Work to complete: Copy out the lines of this listing word for word, starting at the line that contains "# draw the outline of every instance of the yellow" and ending after the line that contains "152 100 L 152". Leave out the pictures.

Source data:

— Start —

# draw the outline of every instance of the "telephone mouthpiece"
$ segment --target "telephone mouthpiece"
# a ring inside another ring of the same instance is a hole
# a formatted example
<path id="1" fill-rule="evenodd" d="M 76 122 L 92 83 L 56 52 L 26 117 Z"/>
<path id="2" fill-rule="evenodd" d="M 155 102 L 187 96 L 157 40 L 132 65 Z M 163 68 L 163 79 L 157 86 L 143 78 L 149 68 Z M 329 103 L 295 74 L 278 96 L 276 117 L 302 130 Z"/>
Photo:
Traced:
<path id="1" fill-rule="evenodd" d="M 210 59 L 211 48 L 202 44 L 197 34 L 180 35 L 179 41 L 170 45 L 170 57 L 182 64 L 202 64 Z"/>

— End —
— Start —

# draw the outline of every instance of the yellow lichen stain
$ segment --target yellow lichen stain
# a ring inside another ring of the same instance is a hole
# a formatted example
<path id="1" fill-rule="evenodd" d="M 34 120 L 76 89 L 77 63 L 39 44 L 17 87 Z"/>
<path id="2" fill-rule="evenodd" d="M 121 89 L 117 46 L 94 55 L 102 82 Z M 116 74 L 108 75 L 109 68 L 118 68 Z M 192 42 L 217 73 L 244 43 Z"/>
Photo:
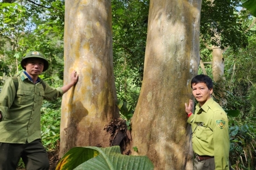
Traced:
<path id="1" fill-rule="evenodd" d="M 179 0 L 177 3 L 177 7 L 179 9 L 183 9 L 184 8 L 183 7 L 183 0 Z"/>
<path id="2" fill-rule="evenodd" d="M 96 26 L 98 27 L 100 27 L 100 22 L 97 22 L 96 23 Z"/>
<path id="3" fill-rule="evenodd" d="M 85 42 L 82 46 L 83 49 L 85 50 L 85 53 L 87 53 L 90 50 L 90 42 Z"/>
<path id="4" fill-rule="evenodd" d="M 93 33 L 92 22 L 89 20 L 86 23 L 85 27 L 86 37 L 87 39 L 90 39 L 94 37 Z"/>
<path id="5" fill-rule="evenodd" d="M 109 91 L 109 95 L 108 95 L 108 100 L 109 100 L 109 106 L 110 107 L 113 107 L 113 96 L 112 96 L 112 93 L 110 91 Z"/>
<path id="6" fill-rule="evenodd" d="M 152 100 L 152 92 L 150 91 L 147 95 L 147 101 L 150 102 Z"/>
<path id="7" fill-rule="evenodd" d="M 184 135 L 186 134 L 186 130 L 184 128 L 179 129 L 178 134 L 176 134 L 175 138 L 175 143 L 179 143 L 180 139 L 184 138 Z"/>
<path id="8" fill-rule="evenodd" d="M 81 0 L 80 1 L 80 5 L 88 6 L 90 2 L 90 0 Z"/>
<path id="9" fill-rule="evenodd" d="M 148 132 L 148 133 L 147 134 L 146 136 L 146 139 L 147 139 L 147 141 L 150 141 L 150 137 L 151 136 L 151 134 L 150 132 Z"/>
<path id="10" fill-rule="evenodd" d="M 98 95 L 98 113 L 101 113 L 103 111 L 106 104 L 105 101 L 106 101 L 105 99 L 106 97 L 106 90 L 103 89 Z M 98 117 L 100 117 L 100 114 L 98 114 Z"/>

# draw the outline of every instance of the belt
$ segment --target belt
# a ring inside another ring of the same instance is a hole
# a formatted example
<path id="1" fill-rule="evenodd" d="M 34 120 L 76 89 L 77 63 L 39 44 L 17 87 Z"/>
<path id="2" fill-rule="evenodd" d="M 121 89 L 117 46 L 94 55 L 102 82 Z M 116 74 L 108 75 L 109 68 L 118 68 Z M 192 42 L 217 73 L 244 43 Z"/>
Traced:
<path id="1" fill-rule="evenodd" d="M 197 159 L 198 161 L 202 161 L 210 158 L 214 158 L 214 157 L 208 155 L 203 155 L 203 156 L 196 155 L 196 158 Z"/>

— End —

Answer to the task:
# draw the outline of every instance of the yellow lichen stain
$ segment --target yellow lichen stain
# a ring inside another ring of the same instance is a hole
# a formatted example
<path id="1" fill-rule="evenodd" d="M 34 120 L 76 89 L 77 63 L 39 44 L 17 87 Z"/>
<path id="2" fill-rule="evenodd" d="M 121 89 L 117 46 L 94 55 L 102 82 Z M 116 74 L 108 75 L 109 68 L 118 68 Z M 192 42 L 217 73 L 244 43 Z"/>
Photo:
Traced:
<path id="1" fill-rule="evenodd" d="M 179 0 L 177 3 L 177 7 L 179 9 L 183 9 L 184 8 L 183 7 L 183 0 Z"/>
<path id="2" fill-rule="evenodd" d="M 96 26 L 98 27 L 100 27 L 100 22 L 97 22 L 96 23 Z"/>
<path id="3" fill-rule="evenodd" d="M 85 42 L 82 46 L 83 49 L 85 50 L 85 53 L 87 53 L 90 50 L 90 42 Z"/>
<path id="4" fill-rule="evenodd" d="M 93 33 L 92 22 L 89 20 L 86 23 L 85 27 L 86 37 L 87 39 L 90 39 L 94 37 Z"/>
<path id="5" fill-rule="evenodd" d="M 109 91 L 109 95 L 108 95 L 108 100 L 109 100 L 109 106 L 110 107 L 113 107 L 113 96 L 112 96 L 112 93 L 110 91 Z"/>
<path id="6" fill-rule="evenodd" d="M 152 100 L 152 92 L 150 91 L 147 95 L 147 101 L 150 102 Z"/>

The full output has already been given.